Text block:
By Pastor Peter Bond

Scripture Reading: Luke 2:25 – 35 

The book of Proverbs chapter 10 verse 7 declares, “The memory of the just is blessed.” 

This man Simeon, described in verse 25 of our text as ‘just and devout’ is one of a small band of men and women of God recorded in the scriptures, who, though their part in the overall plan of God was small indeed, encourage us to believe that if we, like them can be found in the right place at the right time and in a right standing with God, He will entrust to us some small part in His divine plan; that it might be said of each one of us, as the Lord tarries: “The memory of the just is blessed.” 

Think for a moment in this context of the woman in Matthew 26 who “having an alabaster box of very precious ointment…poured it on [Jesus’] head, as he sat at meat;” and of whom Jesus said, despite the protest of His disciples – seeing the apparent waste of such precious substance – that “Wheresoever this gospel shall be preached in the whole world, there shall also this, that this woman hath done, be told for a MEMORIAL OF HER” (Matt 26:13) 

The Lord  builds His memorials from such instances of obedience; often using faithful saints of God, never mentioned before, and never heard of again; but who stepped into the tiny ‘arena’ of God’s opportunity to perform the task appointed to them.

Task objective:
Can you repeat the passage from the sermon on Simeon word for word, starting at "Think for a" and ending at "appointed to them."?

Rows:

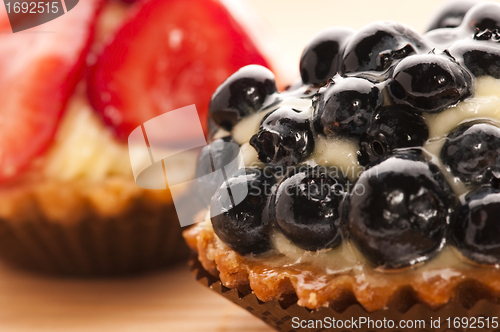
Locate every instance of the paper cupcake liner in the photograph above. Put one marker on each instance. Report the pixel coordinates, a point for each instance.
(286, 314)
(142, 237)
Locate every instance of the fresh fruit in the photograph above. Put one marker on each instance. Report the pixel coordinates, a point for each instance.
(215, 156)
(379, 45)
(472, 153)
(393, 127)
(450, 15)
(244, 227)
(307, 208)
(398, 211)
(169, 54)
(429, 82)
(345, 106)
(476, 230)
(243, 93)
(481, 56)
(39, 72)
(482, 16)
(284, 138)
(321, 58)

==

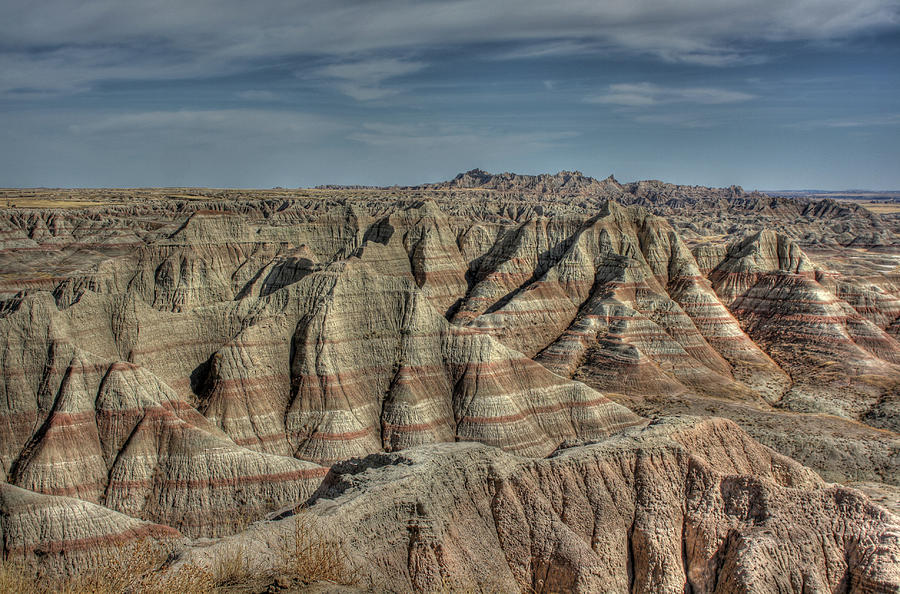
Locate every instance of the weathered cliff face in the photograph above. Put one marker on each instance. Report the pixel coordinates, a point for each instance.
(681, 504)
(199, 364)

Answer to this task:
Think for a moment in this context of the woman in Matthew 26 who “having an alabaster box of very precious ointment…poured it on [Jesus’] head, as he sat at meat;” and of whom Jesus said, despite the protest of His disciples – seeing the apparent waste of such precious substance – that “Wheresoever this gospel shall be preached in the whole world, there shall also this, that this woman hath done, be told for a MEMORIAL OF HER” (Matt 26:13) 

The Lord  builds His memorials from such instances of obedience; often using faithful saints of God, never mentioned before, and never heard of again; but who stepped into the tiny ‘arena’ of God’s opportunity to perform the task appointed to them.